**What you are asked to do**
Reproduce the passage from the Year of the Monkey text word for word, starting with "Year of the Monkey keeps" and going on through "the lunar calendar.".

BEGIN Supplied text

Year of the Monkey keeps Chinese upbeat despite troubles
Beijing Letter: Hundreds of millions have made their way home to celebrate lunar new year
Chinese children in Beijing wait for their train to set off to their home town for the spring festival, or lunar new year. The auspicious Year of the Monkey begins on February 8th. Photograph: Fred Dufour/AFP/Getty Images
It’s spring festival in China, and the country resounds with firecrackers as people noisily celebrate the start of the Year of the Monkey, always an auspicious time in the lunar calendar.
Chinese new year is a happy time of homecoming. Across the country, returned migrant workers crack open bottles of baijiu liquor and chomp down billions of dumplings at noisy family banquets in villages which, for the rest of the year, are sleepy homes to the children of those toiling in the big cities and the grandparents who look after them.

END Supplied text
BEGIN Information shown

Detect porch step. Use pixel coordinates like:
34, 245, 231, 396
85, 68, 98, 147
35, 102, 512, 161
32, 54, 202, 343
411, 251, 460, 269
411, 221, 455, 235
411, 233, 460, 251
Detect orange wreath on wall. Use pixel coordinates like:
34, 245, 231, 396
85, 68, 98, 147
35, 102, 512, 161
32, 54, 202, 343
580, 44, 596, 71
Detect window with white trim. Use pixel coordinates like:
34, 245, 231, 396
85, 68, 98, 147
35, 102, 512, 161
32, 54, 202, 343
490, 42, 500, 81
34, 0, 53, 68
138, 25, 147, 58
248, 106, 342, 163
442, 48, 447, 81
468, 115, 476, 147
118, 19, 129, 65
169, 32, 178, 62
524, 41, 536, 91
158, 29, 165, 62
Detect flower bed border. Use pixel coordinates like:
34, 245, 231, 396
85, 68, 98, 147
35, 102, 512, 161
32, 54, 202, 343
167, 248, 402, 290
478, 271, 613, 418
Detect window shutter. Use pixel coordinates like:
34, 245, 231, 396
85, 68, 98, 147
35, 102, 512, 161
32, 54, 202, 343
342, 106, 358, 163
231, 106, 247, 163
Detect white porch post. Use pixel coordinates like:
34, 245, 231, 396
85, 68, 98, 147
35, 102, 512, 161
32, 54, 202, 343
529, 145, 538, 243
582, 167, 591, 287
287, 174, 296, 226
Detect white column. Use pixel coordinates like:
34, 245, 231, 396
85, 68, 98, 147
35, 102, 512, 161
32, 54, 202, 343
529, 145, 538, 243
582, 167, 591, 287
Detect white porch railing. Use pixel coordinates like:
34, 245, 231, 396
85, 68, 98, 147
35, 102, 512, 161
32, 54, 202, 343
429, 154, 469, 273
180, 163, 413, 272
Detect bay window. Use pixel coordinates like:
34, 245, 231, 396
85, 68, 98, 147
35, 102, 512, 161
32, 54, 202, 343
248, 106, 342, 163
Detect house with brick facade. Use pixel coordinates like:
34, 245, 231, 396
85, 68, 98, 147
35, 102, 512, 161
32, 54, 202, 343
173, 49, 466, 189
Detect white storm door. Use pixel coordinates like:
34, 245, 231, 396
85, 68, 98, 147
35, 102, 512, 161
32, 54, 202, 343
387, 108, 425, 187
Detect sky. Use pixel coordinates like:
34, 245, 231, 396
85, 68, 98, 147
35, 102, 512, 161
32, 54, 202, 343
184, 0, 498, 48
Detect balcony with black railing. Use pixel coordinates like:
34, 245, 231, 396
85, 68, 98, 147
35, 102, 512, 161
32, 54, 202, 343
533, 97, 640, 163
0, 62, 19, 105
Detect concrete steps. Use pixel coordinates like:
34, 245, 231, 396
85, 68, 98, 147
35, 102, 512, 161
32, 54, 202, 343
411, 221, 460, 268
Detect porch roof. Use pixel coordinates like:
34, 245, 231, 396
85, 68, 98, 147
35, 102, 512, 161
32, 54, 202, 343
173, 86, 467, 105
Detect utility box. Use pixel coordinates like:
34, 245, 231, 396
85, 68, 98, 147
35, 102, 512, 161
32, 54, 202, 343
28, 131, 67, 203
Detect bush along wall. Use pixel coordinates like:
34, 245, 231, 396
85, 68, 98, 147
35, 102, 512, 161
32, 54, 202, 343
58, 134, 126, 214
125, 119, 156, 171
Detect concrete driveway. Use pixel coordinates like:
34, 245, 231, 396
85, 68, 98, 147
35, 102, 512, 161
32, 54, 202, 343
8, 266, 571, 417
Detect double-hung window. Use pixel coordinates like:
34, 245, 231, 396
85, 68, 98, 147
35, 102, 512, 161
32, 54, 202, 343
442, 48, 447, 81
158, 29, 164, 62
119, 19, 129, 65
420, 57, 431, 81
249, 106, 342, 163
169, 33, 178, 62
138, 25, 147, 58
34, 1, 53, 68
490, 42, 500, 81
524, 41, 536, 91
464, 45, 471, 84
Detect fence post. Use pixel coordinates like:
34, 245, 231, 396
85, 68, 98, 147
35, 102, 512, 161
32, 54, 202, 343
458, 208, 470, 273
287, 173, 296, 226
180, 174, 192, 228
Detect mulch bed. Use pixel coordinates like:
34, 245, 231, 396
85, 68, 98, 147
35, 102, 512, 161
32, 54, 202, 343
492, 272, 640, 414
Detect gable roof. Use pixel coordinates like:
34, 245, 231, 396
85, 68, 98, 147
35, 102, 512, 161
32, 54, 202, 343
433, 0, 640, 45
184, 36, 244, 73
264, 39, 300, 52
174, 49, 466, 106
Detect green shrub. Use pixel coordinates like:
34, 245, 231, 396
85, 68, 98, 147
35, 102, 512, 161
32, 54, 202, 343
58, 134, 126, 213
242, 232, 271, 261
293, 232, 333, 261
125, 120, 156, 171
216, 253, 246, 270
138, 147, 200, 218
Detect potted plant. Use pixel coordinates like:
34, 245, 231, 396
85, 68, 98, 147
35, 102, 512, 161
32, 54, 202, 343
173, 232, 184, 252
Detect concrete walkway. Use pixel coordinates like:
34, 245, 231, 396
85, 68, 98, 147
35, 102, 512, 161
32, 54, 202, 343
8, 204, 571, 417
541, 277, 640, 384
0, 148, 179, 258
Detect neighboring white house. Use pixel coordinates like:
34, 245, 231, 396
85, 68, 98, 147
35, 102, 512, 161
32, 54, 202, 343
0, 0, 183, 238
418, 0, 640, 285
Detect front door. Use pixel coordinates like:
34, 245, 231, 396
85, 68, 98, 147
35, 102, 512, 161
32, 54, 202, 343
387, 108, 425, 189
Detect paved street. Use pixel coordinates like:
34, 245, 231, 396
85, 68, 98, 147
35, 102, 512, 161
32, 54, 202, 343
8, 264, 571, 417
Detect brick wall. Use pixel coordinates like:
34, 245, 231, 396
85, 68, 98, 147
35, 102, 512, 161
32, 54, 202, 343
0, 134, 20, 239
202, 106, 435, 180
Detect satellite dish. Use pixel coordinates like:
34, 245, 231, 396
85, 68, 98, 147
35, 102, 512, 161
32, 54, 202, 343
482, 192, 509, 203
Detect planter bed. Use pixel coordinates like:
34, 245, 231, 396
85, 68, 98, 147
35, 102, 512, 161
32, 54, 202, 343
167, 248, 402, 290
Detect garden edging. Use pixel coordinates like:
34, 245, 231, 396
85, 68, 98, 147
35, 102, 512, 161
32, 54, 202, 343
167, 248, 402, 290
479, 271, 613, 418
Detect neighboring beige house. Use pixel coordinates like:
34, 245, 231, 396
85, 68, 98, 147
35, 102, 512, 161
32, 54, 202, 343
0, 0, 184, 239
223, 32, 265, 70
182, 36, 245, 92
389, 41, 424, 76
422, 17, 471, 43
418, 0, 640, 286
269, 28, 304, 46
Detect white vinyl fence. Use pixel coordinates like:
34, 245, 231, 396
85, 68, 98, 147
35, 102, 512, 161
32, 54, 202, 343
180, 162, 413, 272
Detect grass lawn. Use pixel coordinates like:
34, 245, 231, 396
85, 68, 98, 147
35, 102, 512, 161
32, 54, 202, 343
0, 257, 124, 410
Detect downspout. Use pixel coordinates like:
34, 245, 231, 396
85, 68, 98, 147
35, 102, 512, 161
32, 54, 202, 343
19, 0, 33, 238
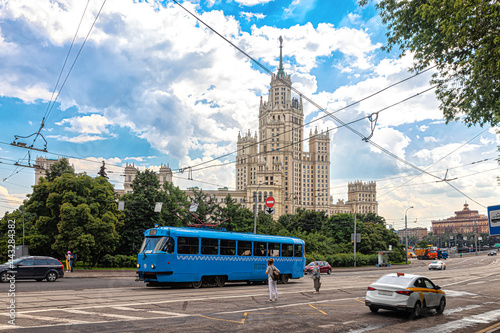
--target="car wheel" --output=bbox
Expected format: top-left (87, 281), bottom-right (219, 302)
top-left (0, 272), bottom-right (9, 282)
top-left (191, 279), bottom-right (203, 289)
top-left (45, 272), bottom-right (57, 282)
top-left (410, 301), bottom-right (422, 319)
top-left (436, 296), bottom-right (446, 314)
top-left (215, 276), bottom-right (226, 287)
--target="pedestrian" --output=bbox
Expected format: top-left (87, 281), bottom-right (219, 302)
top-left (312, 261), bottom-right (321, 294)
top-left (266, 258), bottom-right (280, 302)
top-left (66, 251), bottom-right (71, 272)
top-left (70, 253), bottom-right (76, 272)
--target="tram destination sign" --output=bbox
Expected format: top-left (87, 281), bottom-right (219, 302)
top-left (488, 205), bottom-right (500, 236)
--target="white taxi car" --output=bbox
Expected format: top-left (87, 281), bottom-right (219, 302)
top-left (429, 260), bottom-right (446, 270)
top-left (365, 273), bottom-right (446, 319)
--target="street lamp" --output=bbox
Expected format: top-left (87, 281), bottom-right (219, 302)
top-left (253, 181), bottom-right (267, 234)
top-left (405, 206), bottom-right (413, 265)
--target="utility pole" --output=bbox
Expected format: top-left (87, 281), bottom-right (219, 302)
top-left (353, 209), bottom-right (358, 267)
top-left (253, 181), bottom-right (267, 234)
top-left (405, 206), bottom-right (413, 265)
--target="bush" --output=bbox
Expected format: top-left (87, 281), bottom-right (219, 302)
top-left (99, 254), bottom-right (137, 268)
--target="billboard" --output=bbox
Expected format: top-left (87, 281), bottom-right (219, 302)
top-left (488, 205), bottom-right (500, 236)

END Information shown
BEGIN Information shown

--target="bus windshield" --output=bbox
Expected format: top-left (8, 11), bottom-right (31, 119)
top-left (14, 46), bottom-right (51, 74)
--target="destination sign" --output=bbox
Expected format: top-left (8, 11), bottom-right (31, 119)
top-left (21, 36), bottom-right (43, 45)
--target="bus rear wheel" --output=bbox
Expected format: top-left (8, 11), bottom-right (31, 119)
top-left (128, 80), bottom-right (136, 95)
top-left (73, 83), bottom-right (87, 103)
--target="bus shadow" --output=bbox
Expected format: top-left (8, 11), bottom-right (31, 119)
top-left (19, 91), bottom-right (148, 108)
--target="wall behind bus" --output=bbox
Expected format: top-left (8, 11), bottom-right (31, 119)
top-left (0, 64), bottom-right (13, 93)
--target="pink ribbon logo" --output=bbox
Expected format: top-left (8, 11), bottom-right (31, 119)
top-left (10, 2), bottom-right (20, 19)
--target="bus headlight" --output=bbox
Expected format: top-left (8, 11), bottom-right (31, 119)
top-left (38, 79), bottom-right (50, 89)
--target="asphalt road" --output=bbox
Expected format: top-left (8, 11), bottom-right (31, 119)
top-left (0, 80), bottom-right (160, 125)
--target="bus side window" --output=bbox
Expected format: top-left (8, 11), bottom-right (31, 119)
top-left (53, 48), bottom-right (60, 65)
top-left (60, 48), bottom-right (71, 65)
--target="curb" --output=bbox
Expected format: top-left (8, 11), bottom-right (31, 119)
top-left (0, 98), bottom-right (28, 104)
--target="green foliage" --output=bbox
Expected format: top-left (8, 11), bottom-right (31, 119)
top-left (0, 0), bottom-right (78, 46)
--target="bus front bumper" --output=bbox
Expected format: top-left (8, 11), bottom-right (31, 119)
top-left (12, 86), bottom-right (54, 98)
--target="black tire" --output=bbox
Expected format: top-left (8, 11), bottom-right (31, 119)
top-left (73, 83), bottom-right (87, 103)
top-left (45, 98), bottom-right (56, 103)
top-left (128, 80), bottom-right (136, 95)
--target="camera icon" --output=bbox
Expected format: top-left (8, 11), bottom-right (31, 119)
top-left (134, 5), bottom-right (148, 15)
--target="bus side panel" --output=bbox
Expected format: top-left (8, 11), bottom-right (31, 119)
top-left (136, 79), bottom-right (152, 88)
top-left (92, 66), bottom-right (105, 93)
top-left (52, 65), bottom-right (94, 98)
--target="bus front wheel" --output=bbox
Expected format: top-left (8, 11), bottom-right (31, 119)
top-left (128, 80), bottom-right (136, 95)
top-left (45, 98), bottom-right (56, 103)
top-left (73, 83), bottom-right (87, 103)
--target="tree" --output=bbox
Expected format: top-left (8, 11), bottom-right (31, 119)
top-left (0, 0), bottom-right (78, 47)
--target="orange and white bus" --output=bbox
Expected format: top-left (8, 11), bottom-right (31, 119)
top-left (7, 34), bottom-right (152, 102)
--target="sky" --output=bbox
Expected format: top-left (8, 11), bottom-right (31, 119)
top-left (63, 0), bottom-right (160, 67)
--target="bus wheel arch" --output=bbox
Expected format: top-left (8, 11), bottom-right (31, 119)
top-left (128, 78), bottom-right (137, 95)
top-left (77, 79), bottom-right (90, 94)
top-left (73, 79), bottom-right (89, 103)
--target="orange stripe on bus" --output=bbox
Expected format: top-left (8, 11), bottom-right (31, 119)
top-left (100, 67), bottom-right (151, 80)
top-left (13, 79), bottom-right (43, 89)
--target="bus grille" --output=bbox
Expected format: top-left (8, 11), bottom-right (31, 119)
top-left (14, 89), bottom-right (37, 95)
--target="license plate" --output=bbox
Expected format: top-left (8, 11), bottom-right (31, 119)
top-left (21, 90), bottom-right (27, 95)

END Information shown

**Answer for this exercise**
Year of the Monkey keeps Chinese upbeat despite troubles
Beijing Letter: Hundreds of millions have made their way home to celebrate lunar new year
Chinese children in Beijing wait for their train to set off to their home town for the spring festival, or lunar new year. The auspicious Year of the Monkey begins on February 8th. Photograph: Fred Dufour/AFP/Getty Images
It’s spring festival in China, and the country resounds with firecrackers as people noisily celebrate the start of the Year of the Monkey, always an auspicious time in the lunar calendar.